## Tareas a realizar:
1. Según el texto sobre conspiraciones, ¿qué escritor llevó a la ficción el asesinato del presidente Juan Idiarte Borda y bajo qué título?
2. Prosiga el texto sobre conspiraciones a continuación de su última oración.

## Texto seleccionado:
RICARDO AROCENA
LOS SECRETOS DEL PODER
Reflexiones sobre el devenir
histórico, el discurso del poder, las teorías “conspirativas”, los complots, la
verdad, la post verdad y lo que nos dicen sobre magnicidios, atentados, guerras
e invasiones.
SÉPTIMA
ENTREGA
CUMBRES BORRASCOSAS
A
lo largo de la historia de nuestro país tampoco han faltado las conspiraciones.
Podríamos referirnos a las sufridas por Artigas de parte de sus enemigos
porteños, por ejemplo.
(ver:
http://elmontevideanolaboratoriodeartes.blogspot.com.uy/2011/07/cronicas-de-la-patria-vieja-15.html
)
Pero
algo no tan recordado fue el asesinato del Presidente Juan Idiarte Borda hacia
fines del siglo XIX, que para muchos fue consecuencia de una confabulación. El
magnicidio fue ficcionado por el escritor argentino Jorge Luis Borges bajo el
título “Avelino Arredondo”. Este cuento, fue publicado en El libro de
arena:
“El
hecho aconteció en Montevideo, en 1897. Cada sábado los amigos ocupaban la
misma mesa lateral en el Café del Globo, a la manera de los pobres decentes que
saben que no pueden mostrar su casa o que rehúyen su ámbito. Eran todos
montevideanos; al principio les había costado amistarse con Arredondo, hombre
de tierra adentro, que no se permitía confidencias ni hacía preguntas. Contaba
poco más de veinte años; era flaco y moreno, más bien bajo y tal vez algo
torpe. La cara habría sido casi anónima, si no la hubieran rescatado los ojos,
a la vez dormidos y enérgicos. Dependiente de una mercería de la calle Buenos
Aires, estudiaba Derecho a ratos perdidos. Cuando los otros condenaban la
guerra que asolaba el país y que, según era opinión general, el presidente
prolongaba por razones indignas, Arredondo se quedaba callado. También se
quedaba callado cuando se burlaban de él por tacaño.

## Material proporcionado:
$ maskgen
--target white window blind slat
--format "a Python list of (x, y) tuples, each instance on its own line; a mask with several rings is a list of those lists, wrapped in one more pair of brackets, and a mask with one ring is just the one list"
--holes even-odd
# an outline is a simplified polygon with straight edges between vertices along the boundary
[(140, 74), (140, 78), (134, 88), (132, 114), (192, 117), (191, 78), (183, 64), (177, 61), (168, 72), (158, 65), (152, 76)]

--

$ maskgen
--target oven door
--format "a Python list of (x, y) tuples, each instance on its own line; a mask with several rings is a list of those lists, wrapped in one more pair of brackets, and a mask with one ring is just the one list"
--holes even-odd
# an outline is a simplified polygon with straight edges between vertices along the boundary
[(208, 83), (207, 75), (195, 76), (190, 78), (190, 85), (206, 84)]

* * *

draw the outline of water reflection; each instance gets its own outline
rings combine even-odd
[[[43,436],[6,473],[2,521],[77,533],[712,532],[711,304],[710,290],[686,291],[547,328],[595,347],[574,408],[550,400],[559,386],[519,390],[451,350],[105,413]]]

## Respuestas por tarea:
1. Jorge Luis Borges, con el cuento "Avelino Arredondo".

2.
Poco después de la batalla de Cerros Blancos, Arredondo dijo a los compañeros que no lo verían por un tiempo, ya que tenía que irse a Mercedes. La noticia no inquietó a nadie. Alguien le dijo que tuviera cuidado con el gauchaje de Aparicio Saravia; Arredondo respondió, con una sonrisa, que no les tenía miedo a los blancos. El otro, que se había afiliado al partido, no dijo nada.
Más le costó decirle adiós a Clara, su novia. Lo hizo casi con las mismas palabras. Le previno que no esperara cartas, porque estaría muy atareado. Clara, que no tenía costumbre de escribir, aceptó el agregado sin protestar. Los dos se querían mucho.
Arredondo
vivía en las afueras. Lo atendía una parda que llevaba el mismo apellido porque
sus mayores habían sido esclavos de la familia en tiempo de la Guerra Grande.
Era una mujer de toda confianza; le ordenó que dijera a cualquier persona que
lo buscara que él estaba en el campo. Ya había cobrado su último sueldo en la
mercería.
Se
mudó a una pieza del fondo, la que daba al patio de tierra. La medida era
inútil, pero lo ayudaba a iniciar esa reclusión que su voluntad le imponía.
Desde la angosta cama de fierro, en la que fue recuperando su hábito de sestear, miraba con alguna tristeza un anaquel vacío. Había vendido todos sus libros, incluso los de introducción al Derecho. No le quedaba más que una Biblia, que nunca había leído y que no concluyó.
La cursó página por página, a veces con interés y a veces con tedio, y se impuso el deber de aprender de memoria algún capítulo del Éxodo y el final del Eclesiastés. No trataba de entender lo que iba leyendo. Era librepensador, pero no dejaba pasar una sola noche sin repetir el padrenuestro que le había prometido a su madre al venir a Montevideo. Faltar a esa promesa filial podría traerle mala suerte.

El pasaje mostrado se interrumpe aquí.